REQUIRED WORK: Report how many lines in the rows below contain the string "road", treating uppercase and lowercase as different. Reply with the number only.

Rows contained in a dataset

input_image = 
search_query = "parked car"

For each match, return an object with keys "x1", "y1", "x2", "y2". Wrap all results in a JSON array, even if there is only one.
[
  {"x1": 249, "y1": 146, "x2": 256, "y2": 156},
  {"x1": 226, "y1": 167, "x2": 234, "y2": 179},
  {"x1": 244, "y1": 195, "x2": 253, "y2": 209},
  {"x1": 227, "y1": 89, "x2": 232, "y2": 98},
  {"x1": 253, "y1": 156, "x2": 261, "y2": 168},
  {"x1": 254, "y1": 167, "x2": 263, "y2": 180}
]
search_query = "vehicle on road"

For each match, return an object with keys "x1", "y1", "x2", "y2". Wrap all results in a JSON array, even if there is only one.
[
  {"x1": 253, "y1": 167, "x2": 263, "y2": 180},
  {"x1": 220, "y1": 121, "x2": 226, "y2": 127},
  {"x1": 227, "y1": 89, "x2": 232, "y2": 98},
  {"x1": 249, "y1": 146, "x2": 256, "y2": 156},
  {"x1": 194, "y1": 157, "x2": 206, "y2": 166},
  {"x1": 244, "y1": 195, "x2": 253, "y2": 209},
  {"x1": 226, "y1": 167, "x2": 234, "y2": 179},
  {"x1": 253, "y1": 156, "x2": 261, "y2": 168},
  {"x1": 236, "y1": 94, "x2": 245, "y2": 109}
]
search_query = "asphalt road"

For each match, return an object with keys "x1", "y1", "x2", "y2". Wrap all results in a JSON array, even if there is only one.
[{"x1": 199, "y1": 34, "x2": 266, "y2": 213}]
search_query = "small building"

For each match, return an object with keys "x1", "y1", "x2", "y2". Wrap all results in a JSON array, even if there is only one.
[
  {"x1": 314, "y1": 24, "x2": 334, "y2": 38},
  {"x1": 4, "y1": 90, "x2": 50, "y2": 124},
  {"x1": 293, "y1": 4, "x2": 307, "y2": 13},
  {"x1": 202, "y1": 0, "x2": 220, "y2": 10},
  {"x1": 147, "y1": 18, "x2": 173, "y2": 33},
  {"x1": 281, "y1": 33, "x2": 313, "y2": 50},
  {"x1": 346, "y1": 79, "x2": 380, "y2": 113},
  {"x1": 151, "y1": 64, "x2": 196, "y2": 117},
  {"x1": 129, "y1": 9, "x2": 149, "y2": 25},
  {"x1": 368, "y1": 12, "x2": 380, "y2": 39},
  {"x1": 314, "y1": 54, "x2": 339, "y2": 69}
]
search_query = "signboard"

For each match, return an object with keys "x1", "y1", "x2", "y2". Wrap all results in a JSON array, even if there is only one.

ANSWER TO THE EXERCISE: 2